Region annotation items
•••••
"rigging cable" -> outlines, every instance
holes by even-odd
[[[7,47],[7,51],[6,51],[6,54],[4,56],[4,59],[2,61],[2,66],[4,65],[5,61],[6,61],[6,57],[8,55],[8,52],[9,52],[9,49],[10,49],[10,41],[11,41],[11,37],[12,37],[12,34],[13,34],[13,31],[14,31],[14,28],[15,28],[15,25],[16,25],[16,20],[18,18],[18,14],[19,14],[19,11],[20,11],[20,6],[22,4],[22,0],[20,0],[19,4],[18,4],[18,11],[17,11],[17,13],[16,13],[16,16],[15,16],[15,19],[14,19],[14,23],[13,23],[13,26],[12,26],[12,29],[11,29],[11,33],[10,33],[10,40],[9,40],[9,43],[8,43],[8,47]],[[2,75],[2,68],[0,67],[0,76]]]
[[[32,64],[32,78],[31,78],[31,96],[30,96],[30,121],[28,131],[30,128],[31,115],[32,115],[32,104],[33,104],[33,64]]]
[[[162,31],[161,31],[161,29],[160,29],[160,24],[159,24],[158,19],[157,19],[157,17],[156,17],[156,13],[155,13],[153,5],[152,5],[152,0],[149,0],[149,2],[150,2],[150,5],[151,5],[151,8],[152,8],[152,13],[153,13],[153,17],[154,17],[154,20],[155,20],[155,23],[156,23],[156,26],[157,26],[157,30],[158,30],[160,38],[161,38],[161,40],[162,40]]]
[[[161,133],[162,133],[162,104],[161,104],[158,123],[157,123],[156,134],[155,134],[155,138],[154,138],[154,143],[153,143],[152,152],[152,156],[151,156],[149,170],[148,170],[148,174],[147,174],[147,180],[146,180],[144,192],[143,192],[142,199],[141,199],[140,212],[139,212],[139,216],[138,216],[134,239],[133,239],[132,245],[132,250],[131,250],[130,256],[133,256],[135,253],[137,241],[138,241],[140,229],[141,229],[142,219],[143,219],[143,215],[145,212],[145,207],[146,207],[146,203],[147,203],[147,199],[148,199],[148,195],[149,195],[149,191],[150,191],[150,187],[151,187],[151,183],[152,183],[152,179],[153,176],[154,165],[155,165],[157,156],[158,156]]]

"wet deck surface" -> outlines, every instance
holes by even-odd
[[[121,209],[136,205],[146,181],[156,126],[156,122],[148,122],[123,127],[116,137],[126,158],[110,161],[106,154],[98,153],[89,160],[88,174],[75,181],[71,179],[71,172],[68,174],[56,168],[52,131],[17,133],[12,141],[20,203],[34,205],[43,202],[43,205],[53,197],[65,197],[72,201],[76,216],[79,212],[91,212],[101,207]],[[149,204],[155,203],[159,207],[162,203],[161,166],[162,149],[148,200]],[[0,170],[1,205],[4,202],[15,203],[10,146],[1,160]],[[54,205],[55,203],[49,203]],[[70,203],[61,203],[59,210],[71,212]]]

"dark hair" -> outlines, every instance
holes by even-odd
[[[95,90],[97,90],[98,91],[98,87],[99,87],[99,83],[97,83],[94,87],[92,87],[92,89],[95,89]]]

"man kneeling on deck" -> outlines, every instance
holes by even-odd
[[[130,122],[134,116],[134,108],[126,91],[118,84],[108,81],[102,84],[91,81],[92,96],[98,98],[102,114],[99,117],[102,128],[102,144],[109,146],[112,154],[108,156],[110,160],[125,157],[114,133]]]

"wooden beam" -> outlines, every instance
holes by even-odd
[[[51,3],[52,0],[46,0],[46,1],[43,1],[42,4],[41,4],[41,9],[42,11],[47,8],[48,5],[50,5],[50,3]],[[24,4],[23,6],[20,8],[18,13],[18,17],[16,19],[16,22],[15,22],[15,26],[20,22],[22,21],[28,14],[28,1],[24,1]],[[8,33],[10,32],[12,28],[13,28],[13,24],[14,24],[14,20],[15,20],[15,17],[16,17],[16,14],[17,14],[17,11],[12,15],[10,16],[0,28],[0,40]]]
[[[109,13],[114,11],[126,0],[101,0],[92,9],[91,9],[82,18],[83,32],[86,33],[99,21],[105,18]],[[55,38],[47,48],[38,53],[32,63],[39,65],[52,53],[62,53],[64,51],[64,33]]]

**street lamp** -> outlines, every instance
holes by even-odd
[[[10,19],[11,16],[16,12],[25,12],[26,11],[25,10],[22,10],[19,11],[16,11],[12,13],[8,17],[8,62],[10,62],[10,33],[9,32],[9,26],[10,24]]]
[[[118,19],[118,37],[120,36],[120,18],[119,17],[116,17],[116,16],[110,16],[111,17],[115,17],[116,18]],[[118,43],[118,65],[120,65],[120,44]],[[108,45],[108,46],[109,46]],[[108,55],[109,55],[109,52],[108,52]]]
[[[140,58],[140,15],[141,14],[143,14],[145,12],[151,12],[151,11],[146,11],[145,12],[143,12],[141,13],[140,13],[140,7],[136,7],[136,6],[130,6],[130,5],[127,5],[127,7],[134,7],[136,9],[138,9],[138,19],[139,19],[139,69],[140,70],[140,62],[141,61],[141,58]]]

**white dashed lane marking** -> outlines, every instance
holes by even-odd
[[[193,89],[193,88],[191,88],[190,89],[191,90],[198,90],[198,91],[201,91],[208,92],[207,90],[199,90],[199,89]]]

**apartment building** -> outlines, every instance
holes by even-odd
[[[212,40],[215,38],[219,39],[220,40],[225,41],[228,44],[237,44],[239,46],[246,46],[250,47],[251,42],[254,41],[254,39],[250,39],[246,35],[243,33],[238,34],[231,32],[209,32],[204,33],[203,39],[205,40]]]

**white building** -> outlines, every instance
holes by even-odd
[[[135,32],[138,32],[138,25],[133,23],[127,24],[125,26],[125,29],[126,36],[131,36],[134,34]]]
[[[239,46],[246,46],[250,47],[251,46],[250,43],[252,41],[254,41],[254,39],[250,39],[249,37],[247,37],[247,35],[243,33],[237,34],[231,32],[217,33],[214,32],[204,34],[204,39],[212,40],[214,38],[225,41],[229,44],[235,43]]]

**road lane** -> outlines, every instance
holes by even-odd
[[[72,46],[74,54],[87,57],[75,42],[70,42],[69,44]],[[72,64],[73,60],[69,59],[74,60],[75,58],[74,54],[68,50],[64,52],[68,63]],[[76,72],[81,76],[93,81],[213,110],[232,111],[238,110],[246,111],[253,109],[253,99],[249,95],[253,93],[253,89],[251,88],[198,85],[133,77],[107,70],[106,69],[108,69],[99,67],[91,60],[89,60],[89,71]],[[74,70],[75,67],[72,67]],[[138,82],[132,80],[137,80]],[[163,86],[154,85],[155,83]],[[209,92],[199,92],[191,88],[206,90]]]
•••••
# Exercise description
Retype every record above exactly as written.

# Solved problem
"rigging cable" -> outlines, every instance
holes by even-odd
[[[7,47],[7,51],[6,51],[6,54],[4,56],[4,59],[2,61],[2,66],[4,65],[5,61],[6,61],[6,57],[8,55],[8,52],[9,52],[9,49],[10,49],[10,41],[11,41],[11,37],[12,37],[12,34],[13,34],[13,31],[14,31],[14,28],[15,28],[15,25],[16,25],[16,20],[18,18],[18,14],[19,14],[19,11],[20,11],[20,6],[22,4],[22,0],[20,0],[19,4],[18,4],[18,11],[17,11],[17,13],[16,13],[16,16],[15,16],[15,19],[14,19],[14,23],[13,23],[13,26],[12,26],[12,29],[11,29],[11,33],[10,33],[10,40],[9,40],[9,43],[8,43],[8,47]],[[2,75],[2,68],[0,67],[0,76]]]
[[[32,64],[32,78],[31,78],[31,96],[30,96],[30,121],[28,131],[30,128],[31,115],[32,115],[32,104],[33,104],[33,64]]]
[[[162,31],[161,31],[161,29],[160,29],[160,24],[159,24],[158,19],[157,19],[157,17],[156,17],[156,13],[155,13],[153,5],[152,5],[152,0],[149,0],[149,2],[150,2],[150,5],[151,5],[151,8],[152,8],[152,13],[153,13],[153,17],[154,17],[154,20],[155,20],[155,23],[156,23],[156,26],[157,26],[157,30],[158,30],[160,38],[161,38],[161,40],[162,40]]]
[[[161,133],[162,133],[162,104],[161,104],[158,123],[157,123],[156,134],[155,134],[155,138],[154,138],[154,143],[153,143],[152,152],[152,156],[151,156],[149,170],[148,170],[148,174],[147,174],[147,180],[146,180],[144,192],[143,192],[142,199],[141,199],[140,212],[139,212],[139,216],[138,216],[134,239],[133,239],[132,245],[132,250],[131,250],[130,256],[133,256],[135,253],[137,241],[138,241],[140,229],[141,229],[142,219],[143,219],[143,215],[145,212],[145,207],[146,207],[146,203],[147,203],[147,199],[148,199],[148,195],[149,195],[149,191],[150,191],[150,187],[151,187],[151,183],[152,183],[152,179],[153,176],[154,165],[155,165],[157,156],[158,156]]]

"wet deck surface" -> outlines, every instance
holes by even-odd
[[[121,209],[136,205],[146,181],[156,126],[156,122],[148,122],[123,127],[116,137],[126,158],[110,161],[106,154],[98,153],[89,160],[88,174],[75,181],[71,179],[71,172],[68,174],[56,168],[52,131],[17,133],[12,141],[20,203],[34,205],[43,202],[43,205],[53,197],[65,197],[72,201],[76,216],[79,212],[91,212],[101,207]],[[149,204],[155,203],[159,207],[162,203],[161,166],[162,149],[148,200]],[[0,170],[1,205],[4,202],[15,203],[10,146],[1,160]],[[54,205],[55,203],[49,203]],[[70,203],[61,203],[59,210],[71,212]]]

"dark hair" -> outlines, every instance
holes by even-odd
[[[95,90],[97,90],[98,91],[98,87],[99,87],[99,83],[97,83],[94,87],[92,87],[92,89],[95,89]]]

"man kneeling on deck" -> outlines, every instance
holes by even-odd
[[[130,122],[134,116],[134,108],[126,91],[118,84],[108,81],[102,84],[91,81],[92,96],[98,98],[102,114],[99,117],[102,128],[102,144],[109,146],[112,154],[108,156],[110,160],[125,157],[114,133]]]

"wooden beam" -> outlines, every instance
holes by even-odd
[[[51,3],[52,0],[46,0],[46,1],[43,1],[42,4],[41,4],[41,9],[42,11],[47,8],[48,5],[50,5],[50,3]],[[24,4],[23,6],[20,8],[18,13],[18,17],[16,19],[16,22],[15,22],[15,26],[20,22],[22,21],[28,14],[28,1],[24,1]],[[8,33],[10,32],[12,28],[13,28],[13,24],[14,24],[14,20],[15,20],[15,17],[16,17],[16,14],[17,14],[17,11],[12,15],[10,16],[0,28],[0,40]]]
[[[109,13],[114,11],[126,0],[101,0],[92,9],[91,9],[82,18],[83,32],[86,33],[99,21],[105,18]],[[55,38],[47,48],[38,53],[32,63],[39,65],[52,53],[62,53],[64,51],[64,33]]]

**street lamp** -> outlines, every instance
holes by even-odd
[[[10,19],[11,16],[16,12],[25,12],[26,11],[25,10],[22,10],[19,11],[16,11],[12,13],[8,17],[8,62],[10,62],[10,33],[9,32],[9,26],[10,24]]]
[[[118,19],[118,37],[120,36],[120,18],[119,17],[116,17],[116,16],[110,16],[111,17],[115,17],[116,18]],[[118,43],[118,65],[120,65],[120,44]],[[108,45],[108,46],[109,46]],[[108,55],[109,55],[109,52],[108,52]]]
[[[140,58],[140,15],[141,14],[143,14],[145,12],[151,12],[151,11],[146,11],[145,12],[143,12],[141,13],[140,13],[140,7],[136,7],[136,6],[130,6],[130,5],[127,5],[127,7],[134,7],[136,9],[138,9],[138,19],[139,19],[139,69],[140,70],[140,62],[141,61],[141,58]]]

**white dashed lane marking** -> outlines, every instance
holes by even-odd
[[[193,89],[193,88],[191,88],[190,89],[191,90],[198,90],[198,91],[201,91],[208,92],[207,90],[199,90],[199,89]]]

**apartment building** -> outlines, every instance
holes by even-odd
[[[212,40],[215,38],[219,39],[220,40],[225,41],[228,44],[237,44],[239,46],[246,46],[250,47],[251,42],[254,41],[254,39],[250,39],[246,35],[243,33],[238,34],[231,32],[209,32],[204,33],[203,39],[205,40]]]

**white building** -> outlines, every instance
holes by even-odd
[[[135,32],[138,32],[138,25],[133,23],[127,24],[125,26],[125,29],[126,36],[131,36],[134,34]]]
[[[239,46],[246,46],[250,47],[251,46],[250,43],[252,41],[254,41],[254,39],[250,39],[249,37],[247,37],[247,35],[243,33],[237,34],[231,32],[217,33],[214,32],[204,34],[204,39],[212,40],[214,38],[225,41],[229,44],[235,43]]]

**road lane** -> outlines, every instance
holes by even-odd
[[[72,46],[74,54],[87,57],[75,42],[70,42],[69,44]],[[72,64],[73,60],[69,59],[74,60],[75,58],[74,54],[68,50],[64,52],[68,63]],[[76,72],[81,76],[93,81],[213,110],[232,111],[238,110],[246,111],[253,109],[253,99],[249,95],[253,93],[253,89],[251,88],[198,85],[133,77],[107,70],[106,69],[108,69],[99,67],[91,60],[89,60],[89,71]],[[74,70],[75,67],[72,67]],[[138,82],[132,80],[137,80]],[[163,86],[154,85],[155,83]],[[209,92],[199,92],[191,88],[206,90]]]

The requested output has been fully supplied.